• **Raw material**
****************************************

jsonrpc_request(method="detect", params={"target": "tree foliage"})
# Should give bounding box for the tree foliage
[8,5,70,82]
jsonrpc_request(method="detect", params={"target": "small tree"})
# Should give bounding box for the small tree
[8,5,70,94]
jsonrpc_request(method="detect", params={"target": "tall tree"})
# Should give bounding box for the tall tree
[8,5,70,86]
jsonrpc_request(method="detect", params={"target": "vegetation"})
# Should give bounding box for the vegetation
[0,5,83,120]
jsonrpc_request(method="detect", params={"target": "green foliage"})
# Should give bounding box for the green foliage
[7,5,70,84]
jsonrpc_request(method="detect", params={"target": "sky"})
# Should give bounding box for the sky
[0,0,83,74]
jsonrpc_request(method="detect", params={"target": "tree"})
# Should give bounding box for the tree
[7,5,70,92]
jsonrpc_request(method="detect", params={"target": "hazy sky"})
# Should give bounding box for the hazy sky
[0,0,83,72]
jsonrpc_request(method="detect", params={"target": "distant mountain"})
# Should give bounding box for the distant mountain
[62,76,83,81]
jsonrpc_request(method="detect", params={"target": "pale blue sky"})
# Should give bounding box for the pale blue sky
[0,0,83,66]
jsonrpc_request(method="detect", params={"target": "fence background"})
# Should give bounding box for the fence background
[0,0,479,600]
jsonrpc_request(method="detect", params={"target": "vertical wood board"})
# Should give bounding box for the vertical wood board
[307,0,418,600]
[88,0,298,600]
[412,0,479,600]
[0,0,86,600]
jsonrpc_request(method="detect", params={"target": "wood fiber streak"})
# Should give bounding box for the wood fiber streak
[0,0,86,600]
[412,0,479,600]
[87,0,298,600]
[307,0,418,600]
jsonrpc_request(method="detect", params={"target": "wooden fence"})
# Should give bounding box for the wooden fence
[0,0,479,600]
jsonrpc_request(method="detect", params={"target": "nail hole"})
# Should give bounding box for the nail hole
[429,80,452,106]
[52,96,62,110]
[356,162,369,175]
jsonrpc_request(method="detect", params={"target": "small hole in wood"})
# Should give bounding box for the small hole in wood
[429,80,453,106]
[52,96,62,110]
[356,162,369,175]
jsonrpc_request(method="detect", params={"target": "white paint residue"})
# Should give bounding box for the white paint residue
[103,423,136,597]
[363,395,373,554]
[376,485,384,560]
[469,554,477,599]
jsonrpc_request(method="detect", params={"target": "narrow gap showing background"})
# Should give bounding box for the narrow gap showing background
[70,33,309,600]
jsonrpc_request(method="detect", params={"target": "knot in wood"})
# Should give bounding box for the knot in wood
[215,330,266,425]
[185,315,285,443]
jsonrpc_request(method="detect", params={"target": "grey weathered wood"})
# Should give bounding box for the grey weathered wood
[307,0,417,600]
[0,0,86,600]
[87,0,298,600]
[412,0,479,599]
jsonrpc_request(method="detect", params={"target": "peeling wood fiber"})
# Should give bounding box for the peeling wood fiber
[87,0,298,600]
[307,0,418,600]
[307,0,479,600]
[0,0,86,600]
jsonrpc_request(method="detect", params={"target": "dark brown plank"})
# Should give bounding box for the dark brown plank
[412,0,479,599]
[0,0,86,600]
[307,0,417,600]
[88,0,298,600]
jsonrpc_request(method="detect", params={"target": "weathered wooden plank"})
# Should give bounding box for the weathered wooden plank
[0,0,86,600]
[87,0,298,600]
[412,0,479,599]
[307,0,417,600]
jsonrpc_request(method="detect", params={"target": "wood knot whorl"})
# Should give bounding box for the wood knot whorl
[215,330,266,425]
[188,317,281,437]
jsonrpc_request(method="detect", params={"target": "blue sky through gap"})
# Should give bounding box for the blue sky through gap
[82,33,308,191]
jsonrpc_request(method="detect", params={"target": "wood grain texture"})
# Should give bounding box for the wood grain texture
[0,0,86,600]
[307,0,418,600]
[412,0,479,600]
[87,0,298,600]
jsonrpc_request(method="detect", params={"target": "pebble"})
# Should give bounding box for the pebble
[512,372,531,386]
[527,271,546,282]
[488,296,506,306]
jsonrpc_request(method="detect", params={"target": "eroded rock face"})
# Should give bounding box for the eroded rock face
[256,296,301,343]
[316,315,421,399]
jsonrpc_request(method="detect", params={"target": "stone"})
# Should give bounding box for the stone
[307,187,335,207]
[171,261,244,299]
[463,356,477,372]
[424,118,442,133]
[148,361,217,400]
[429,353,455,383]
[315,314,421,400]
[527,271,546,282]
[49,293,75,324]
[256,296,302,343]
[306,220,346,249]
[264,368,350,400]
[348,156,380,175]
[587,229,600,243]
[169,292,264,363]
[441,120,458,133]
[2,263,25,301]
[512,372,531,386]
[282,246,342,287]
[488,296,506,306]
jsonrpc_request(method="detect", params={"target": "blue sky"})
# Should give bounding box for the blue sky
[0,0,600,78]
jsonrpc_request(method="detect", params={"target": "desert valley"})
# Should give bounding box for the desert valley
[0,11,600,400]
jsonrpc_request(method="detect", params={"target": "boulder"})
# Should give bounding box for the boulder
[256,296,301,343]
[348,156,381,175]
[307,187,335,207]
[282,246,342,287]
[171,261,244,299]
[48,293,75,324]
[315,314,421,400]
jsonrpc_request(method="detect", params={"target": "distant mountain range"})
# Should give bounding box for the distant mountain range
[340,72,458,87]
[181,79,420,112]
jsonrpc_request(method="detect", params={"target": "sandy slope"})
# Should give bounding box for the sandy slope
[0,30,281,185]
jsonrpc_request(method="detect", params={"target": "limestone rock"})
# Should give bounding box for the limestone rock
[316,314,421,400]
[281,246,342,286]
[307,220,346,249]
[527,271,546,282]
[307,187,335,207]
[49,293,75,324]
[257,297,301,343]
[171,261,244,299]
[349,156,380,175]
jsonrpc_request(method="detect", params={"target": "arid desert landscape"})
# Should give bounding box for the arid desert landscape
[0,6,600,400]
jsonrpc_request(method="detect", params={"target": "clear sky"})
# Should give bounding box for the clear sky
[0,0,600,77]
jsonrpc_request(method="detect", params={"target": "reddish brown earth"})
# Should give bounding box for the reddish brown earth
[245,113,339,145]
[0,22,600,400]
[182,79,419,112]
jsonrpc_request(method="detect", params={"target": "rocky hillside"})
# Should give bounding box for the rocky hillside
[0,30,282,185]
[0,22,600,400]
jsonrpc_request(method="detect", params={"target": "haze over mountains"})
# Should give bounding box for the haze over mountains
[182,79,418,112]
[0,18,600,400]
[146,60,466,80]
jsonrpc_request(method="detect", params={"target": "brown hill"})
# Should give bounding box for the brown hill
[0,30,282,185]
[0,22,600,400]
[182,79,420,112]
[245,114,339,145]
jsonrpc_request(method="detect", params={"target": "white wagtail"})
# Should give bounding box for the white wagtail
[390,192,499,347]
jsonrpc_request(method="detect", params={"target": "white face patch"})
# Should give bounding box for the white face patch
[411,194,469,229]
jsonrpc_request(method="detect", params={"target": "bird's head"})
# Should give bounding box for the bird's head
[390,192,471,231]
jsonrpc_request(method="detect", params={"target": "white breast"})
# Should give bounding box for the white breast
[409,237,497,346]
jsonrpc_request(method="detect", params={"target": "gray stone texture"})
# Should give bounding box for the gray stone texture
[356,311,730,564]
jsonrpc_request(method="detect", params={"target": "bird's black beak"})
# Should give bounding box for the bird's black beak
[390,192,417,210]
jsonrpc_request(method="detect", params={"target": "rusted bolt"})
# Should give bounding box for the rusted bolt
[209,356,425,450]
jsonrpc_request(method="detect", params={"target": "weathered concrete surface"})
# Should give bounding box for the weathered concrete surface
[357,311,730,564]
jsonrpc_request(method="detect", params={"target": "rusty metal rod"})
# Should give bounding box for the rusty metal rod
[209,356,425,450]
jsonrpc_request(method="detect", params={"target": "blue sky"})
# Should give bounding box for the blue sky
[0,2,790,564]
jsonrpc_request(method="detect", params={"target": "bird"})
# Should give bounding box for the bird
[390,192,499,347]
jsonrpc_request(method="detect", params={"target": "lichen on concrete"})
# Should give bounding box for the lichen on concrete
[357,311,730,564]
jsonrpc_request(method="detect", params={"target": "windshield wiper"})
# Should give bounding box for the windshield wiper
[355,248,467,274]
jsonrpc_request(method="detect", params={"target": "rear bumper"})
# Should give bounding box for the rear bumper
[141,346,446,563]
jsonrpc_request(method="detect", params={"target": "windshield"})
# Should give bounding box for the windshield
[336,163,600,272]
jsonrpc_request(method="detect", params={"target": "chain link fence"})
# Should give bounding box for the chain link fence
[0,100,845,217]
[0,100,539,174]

****************************************

• **WRITTEN PROBLEM**
Return every line of the material above that contains the string "background", copied without changes. Matching is case-sensitive.

• **THE REPLY**
jsonrpc_request(method="detect", params={"target": "fence background"})
# Should give bounding box for the fence background
jsonrpc_request(method="detect", params={"target": "narrow gap showing background"})
# Should give bounding box for the narrow gap showing background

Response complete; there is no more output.